Entries supplied:
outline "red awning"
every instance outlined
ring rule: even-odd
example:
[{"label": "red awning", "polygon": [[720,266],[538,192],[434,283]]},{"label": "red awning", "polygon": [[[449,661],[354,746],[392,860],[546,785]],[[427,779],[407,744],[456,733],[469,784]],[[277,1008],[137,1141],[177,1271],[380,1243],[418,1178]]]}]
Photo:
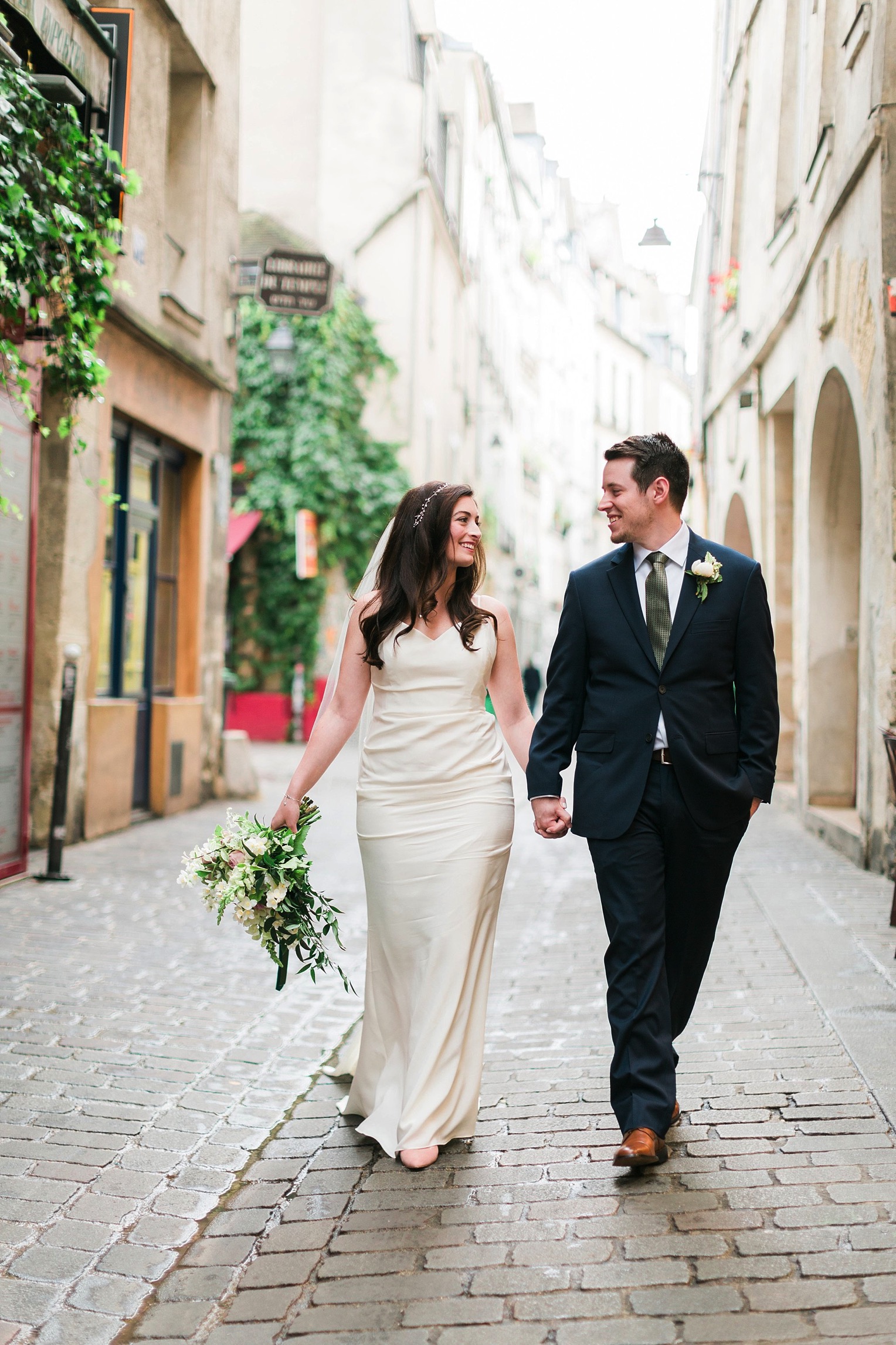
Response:
[{"label": "red awning", "polygon": [[232,561],[240,546],[249,541],[262,519],[262,511],[259,508],[250,508],[247,514],[236,514],[234,510],[230,511],[230,522],[227,525],[227,560]]}]

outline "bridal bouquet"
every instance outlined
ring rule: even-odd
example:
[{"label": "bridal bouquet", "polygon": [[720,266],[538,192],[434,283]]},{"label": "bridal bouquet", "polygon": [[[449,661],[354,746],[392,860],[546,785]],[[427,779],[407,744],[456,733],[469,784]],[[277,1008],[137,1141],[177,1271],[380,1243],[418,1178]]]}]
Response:
[{"label": "bridal bouquet", "polygon": [[310,884],[312,861],[305,853],[305,838],[320,818],[316,804],[305,798],[296,831],[281,827],[273,831],[249,814],[227,810],[227,820],[215,827],[204,845],[184,855],[177,878],[181,886],[203,885],[203,901],[218,912],[220,924],[230,907],[234,920],[266,948],[277,963],[277,989],[286,985],[289,950],[298,970],[336,970],[347,990],[348,978],[326,951],[332,935],[341,948],[337,916],[341,915]]}]

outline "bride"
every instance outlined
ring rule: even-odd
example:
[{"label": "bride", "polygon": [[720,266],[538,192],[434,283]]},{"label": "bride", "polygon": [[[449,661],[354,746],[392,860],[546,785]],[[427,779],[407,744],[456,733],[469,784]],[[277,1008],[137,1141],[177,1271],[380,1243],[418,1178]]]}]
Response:
[{"label": "bride", "polygon": [[506,608],[485,573],[469,486],[430,482],[395,511],[376,586],[352,609],[333,699],[271,826],[373,717],[357,781],[368,911],[360,1057],[347,1114],[406,1167],[476,1130],[494,925],[513,834],[505,742],[525,769],[533,720]]}]

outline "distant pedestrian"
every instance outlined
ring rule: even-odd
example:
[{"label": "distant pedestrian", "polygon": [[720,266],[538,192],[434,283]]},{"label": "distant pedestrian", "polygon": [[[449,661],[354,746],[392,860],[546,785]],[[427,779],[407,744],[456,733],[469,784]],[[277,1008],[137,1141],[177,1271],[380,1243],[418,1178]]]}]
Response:
[{"label": "distant pedestrian", "polygon": [[535,714],[535,707],[539,702],[539,691],[541,690],[541,674],[536,668],[532,659],[523,668],[523,690],[525,691],[525,698],[529,702],[529,709]]}]

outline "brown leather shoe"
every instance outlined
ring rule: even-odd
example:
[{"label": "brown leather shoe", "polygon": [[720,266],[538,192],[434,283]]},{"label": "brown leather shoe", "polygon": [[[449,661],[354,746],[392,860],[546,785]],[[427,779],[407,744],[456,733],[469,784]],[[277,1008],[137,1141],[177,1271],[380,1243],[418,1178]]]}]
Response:
[{"label": "brown leather shoe", "polygon": [[661,1139],[656,1130],[641,1126],[638,1130],[626,1130],[614,1154],[613,1166],[652,1167],[654,1163],[665,1163],[668,1157],[665,1139]]}]

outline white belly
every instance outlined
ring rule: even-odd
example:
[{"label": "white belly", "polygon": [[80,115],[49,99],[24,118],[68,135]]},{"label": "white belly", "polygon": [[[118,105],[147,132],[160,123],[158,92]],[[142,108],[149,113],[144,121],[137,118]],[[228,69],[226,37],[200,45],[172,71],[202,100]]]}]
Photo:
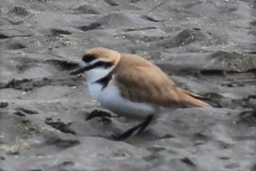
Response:
[{"label": "white belly", "polygon": [[148,115],[158,112],[154,105],[135,103],[123,98],[113,81],[103,90],[102,86],[97,83],[88,83],[88,86],[90,93],[103,107],[119,116],[145,119]]}]

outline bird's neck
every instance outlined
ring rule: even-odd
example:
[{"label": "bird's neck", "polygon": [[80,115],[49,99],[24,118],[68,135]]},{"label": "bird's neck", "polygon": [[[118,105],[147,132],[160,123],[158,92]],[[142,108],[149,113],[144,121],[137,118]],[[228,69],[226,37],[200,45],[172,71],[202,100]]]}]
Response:
[{"label": "bird's neck", "polygon": [[113,65],[108,68],[91,69],[86,73],[86,81],[88,83],[94,83],[105,76],[109,76],[115,68],[116,65]]}]

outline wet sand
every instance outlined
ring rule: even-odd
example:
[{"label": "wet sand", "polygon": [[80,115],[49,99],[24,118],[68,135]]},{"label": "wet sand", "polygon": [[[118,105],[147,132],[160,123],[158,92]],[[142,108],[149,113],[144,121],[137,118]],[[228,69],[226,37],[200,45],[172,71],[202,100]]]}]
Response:
[{"label": "wet sand", "polygon": [[[256,170],[256,1],[1,0],[0,170]],[[105,47],[152,61],[222,108],[137,124],[102,110],[83,52]]]}]

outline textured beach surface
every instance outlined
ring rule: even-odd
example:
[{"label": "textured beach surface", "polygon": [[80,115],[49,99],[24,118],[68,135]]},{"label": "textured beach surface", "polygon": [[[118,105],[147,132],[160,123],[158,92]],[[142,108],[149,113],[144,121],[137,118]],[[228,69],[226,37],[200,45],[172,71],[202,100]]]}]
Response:
[{"label": "textured beach surface", "polygon": [[[0,170],[256,171],[256,1],[1,0]],[[102,110],[84,52],[137,54],[222,108],[138,124]],[[100,112],[94,111],[94,112]]]}]

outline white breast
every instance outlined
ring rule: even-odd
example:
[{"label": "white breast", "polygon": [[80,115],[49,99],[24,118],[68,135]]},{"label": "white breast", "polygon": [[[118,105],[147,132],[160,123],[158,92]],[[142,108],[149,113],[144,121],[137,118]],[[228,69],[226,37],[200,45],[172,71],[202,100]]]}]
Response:
[{"label": "white breast", "polygon": [[98,83],[88,83],[88,86],[90,93],[103,107],[119,116],[145,119],[148,115],[158,112],[157,108],[154,105],[135,103],[122,98],[113,80],[103,90],[102,86]]}]

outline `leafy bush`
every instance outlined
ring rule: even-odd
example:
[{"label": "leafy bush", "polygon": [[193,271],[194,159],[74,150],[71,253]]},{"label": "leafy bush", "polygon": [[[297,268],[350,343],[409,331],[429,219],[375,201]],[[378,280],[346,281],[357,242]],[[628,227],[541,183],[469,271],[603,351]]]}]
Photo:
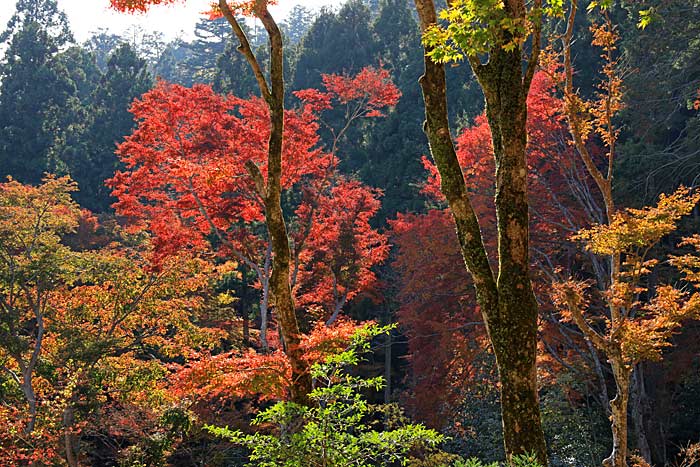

Task to complete: Please report every line of the records that contains the word "leafy", copying each one in full.

Finished answer:
outline `leafy bush`
[{"label": "leafy bush", "polygon": [[193,271],[194,159],[74,150],[71,253]]},{"label": "leafy bush", "polygon": [[[297,268],[350,343],[409,331],[429,219],[375,201]],[[378,280],[346,281],[357,242]],[[628,227],[541,183],[469,271],[603,351]]]}]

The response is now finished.